— YOUR TASK —
The output is the line holding "Confirm that each instance of the distant hill" and all lines after it to the end of the records below; restate them unchanged and add nothing.
(Beginning of INPUT)
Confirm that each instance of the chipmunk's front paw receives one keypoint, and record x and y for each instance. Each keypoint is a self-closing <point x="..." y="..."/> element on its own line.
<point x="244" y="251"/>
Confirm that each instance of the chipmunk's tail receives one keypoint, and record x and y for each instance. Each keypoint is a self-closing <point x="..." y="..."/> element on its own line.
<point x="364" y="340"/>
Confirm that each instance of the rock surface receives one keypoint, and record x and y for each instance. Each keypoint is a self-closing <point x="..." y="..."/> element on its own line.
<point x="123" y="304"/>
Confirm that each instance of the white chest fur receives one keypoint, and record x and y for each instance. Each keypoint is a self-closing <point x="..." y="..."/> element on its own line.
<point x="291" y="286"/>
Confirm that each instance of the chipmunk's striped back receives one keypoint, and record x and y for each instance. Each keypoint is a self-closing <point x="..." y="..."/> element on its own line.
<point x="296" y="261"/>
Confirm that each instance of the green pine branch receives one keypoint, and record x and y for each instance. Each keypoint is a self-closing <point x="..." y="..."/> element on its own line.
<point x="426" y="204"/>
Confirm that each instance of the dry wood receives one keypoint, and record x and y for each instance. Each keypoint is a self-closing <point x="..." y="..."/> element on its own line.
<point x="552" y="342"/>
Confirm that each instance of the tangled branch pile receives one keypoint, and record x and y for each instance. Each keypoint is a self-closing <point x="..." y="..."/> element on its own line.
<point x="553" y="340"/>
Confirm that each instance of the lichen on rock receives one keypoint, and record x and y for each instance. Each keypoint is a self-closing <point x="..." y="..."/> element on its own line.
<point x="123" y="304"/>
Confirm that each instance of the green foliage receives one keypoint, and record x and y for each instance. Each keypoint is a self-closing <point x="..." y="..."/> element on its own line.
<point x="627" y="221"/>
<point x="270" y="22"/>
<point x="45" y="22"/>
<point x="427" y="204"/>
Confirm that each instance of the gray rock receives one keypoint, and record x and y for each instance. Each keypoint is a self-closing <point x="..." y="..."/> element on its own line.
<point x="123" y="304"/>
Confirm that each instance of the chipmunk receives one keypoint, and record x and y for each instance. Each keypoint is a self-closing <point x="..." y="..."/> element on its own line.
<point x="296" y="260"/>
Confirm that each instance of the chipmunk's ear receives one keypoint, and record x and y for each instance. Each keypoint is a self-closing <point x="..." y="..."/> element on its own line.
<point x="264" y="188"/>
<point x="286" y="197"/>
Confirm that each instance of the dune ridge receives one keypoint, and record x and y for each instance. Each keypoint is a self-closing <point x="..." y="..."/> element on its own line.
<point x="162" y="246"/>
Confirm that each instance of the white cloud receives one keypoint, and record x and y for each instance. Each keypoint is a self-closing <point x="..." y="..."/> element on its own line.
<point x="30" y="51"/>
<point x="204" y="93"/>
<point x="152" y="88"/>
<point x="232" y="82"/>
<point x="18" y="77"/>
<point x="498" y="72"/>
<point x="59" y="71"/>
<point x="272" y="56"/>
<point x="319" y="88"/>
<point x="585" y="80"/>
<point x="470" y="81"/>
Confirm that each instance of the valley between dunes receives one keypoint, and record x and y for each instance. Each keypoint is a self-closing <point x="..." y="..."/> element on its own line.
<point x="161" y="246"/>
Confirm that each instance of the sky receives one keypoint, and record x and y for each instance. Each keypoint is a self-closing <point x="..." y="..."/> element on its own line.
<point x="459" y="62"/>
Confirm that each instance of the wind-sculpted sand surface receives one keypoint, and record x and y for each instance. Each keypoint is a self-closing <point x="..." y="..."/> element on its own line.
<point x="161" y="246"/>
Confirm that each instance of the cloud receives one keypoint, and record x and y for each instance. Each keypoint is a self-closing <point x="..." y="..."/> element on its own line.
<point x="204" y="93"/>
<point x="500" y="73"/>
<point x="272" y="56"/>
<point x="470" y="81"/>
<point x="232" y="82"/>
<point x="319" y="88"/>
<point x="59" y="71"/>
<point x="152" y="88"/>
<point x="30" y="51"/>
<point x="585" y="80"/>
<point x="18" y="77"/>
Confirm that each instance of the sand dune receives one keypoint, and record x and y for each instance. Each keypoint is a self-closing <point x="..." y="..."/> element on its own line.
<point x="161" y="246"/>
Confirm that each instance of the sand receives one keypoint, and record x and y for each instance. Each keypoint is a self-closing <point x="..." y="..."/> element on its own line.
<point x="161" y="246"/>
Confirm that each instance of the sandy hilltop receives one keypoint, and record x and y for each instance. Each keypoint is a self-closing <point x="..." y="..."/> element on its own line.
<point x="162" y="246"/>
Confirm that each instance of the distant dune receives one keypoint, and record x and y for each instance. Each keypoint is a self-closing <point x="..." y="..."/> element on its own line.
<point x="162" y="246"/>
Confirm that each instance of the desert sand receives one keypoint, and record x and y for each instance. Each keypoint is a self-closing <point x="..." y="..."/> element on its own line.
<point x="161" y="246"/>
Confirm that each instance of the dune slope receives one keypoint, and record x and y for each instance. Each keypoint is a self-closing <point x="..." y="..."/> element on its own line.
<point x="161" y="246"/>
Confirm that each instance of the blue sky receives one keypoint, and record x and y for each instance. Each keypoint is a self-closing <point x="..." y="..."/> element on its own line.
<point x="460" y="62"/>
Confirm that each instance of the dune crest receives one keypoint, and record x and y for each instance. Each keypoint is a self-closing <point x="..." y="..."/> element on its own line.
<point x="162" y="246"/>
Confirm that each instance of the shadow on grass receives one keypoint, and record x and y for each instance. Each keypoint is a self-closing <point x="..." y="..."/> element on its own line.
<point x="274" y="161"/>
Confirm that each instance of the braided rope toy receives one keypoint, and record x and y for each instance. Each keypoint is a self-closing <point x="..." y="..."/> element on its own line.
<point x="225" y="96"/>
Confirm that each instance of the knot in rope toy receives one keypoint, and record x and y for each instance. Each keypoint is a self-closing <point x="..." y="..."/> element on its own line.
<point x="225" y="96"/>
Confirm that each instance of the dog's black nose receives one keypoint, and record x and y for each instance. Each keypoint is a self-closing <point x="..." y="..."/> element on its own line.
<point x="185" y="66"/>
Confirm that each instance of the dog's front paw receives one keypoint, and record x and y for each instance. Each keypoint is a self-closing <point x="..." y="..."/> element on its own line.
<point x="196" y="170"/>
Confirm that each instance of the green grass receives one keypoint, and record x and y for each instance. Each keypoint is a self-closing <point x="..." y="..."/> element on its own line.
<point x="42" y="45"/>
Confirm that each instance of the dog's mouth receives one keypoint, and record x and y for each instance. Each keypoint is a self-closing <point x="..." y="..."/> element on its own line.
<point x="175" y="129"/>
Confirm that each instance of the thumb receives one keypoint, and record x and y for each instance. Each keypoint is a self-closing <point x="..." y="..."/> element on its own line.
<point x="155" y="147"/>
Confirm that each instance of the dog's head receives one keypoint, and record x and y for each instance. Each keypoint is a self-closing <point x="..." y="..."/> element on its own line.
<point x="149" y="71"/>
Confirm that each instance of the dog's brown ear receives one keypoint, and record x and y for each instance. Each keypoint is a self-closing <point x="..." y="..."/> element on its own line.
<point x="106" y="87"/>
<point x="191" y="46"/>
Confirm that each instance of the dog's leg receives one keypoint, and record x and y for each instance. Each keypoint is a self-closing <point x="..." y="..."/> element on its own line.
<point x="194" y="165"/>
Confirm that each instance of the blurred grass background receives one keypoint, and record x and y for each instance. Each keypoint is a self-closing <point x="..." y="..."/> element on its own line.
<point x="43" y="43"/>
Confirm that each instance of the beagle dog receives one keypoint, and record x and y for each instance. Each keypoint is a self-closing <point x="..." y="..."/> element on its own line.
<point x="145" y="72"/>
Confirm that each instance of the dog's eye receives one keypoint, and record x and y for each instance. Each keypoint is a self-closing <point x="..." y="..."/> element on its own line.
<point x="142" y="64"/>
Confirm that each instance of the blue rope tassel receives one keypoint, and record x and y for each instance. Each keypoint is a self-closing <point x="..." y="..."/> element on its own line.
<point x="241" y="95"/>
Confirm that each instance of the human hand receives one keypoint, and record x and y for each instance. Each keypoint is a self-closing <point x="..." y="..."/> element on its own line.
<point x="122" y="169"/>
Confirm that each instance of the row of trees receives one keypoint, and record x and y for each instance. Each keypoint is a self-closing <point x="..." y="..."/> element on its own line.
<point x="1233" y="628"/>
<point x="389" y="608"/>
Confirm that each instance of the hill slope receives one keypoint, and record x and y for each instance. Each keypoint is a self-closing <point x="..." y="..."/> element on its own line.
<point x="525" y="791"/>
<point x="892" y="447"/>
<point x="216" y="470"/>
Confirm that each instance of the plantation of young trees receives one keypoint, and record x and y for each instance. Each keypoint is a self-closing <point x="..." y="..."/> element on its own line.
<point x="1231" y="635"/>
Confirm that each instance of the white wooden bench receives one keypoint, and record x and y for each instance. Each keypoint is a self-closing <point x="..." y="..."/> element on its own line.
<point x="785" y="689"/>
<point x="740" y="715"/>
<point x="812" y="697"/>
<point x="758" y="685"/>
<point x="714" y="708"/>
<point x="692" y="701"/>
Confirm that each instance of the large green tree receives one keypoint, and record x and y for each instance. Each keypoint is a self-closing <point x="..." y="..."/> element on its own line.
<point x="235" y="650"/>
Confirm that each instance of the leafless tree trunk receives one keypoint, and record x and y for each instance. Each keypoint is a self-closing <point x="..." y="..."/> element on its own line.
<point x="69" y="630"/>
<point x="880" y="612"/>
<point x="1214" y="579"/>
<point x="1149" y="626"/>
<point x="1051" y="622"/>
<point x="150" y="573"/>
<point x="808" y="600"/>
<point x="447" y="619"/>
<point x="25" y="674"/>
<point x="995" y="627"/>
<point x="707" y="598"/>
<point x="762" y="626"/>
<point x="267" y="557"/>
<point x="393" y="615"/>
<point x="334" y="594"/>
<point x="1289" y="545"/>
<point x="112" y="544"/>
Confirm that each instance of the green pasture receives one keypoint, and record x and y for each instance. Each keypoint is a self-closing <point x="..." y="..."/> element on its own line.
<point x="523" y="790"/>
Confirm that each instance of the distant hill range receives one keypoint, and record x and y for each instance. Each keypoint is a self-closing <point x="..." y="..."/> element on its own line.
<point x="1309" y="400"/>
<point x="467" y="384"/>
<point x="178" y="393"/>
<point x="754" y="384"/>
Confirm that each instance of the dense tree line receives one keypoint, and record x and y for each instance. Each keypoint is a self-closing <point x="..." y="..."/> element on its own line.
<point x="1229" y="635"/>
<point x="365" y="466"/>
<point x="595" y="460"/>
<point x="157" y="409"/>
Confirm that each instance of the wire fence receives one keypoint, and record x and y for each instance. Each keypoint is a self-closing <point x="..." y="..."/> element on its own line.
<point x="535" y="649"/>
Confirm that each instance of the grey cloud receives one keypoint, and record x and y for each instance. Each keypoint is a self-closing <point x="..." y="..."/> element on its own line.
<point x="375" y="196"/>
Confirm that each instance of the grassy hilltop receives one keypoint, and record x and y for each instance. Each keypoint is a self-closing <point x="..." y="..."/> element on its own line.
(End of INPUT)
— SOLVED EXERCISE —
Confirm that each instance of the distant hill range receives one keypoint, and record x and y for each instance. Each keypoint is a self-closing <point x="..." y="..."/> element on its own line.
<point x="1309" y="400"/>
<point x="467" y="384"/>
<point x="178" y="393"/>
<point x="754" y="384"/>
Confirm that each instance of the dense tree line receives one keypoint, and record x and y for each instance. Each keypoint is a self-closing <point x="..." y="..."/> element on its own line.
<point x="1229" y="635"/>
<point x="365" y="466"/>
<point x="595" y="460"/>
<point x="157" y="409"/>
Confirm that each instance of the wire fence receives one keypoint, and record x and y for each instance. Each keypoint is a self-closing <point x="..." y="..."/> element on its own line.
<point x="535" y="649"/>
Confirm that each instance of the grey cloud receives one keypoint, and record x and y for each instance. Each keypoint is a self-closing <point x="..." y="..."/> element on its own line.
<point x="375" y="196"/>
Confirm that each instance of the grassy hilltop receives one keypoint, and record x and y for each instance. Each keypoint is a self-closing <point x="..." y="..."/> element on its own line.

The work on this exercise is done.